◆ Exercise goal ◆
Find the string "background" in the data, and copy out each line that has it.

◆ Records for processing ◆
↓↓↓
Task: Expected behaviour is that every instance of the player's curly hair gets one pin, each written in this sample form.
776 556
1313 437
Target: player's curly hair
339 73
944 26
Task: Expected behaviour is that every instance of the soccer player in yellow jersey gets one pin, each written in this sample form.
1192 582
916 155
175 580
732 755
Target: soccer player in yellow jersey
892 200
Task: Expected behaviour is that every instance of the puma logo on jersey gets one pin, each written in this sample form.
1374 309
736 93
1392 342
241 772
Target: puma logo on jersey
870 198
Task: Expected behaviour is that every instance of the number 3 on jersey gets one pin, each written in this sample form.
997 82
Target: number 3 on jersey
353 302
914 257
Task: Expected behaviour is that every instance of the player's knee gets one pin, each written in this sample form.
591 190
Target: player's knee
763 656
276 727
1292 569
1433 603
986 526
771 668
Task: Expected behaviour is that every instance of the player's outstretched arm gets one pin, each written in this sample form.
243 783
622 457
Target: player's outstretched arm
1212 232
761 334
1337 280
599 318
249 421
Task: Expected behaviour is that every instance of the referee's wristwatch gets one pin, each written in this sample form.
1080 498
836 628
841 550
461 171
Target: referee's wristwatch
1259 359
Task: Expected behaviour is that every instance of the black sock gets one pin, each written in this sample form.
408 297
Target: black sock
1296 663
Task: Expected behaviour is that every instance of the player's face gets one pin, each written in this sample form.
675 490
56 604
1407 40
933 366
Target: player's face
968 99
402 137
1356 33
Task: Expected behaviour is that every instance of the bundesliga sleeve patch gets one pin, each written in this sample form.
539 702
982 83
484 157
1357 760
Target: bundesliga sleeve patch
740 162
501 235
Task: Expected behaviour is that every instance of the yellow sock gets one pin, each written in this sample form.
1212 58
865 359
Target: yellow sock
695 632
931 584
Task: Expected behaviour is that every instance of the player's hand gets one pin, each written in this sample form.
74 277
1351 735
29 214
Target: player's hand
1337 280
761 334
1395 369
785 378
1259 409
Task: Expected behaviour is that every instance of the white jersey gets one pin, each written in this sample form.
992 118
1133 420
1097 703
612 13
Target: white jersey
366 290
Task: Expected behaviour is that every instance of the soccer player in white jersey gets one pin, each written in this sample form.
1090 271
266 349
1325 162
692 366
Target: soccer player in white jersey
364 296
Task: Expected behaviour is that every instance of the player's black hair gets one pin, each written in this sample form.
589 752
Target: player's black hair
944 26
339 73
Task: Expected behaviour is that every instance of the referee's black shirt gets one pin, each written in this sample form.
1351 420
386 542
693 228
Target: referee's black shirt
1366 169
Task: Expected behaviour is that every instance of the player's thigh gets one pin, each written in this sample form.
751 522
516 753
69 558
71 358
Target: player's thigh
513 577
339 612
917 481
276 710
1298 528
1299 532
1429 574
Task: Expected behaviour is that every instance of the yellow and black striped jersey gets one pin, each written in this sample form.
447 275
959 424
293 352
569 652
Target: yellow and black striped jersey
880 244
↑↑↑
↓↓↓
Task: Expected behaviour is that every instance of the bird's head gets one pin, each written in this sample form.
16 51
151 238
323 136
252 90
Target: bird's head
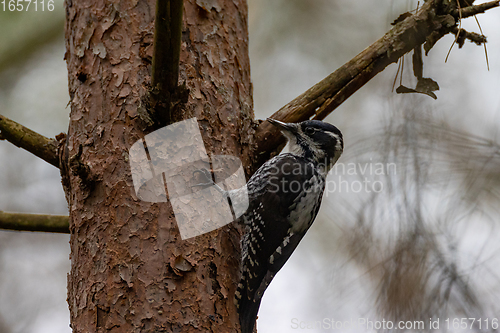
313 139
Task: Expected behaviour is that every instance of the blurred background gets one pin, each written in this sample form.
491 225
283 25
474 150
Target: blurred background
↑↑↑
◆ The completed task ◆
Task: Expected behaviour is that every instance of the blurred background gets one pin, each written in this sample form.
Target: blurred background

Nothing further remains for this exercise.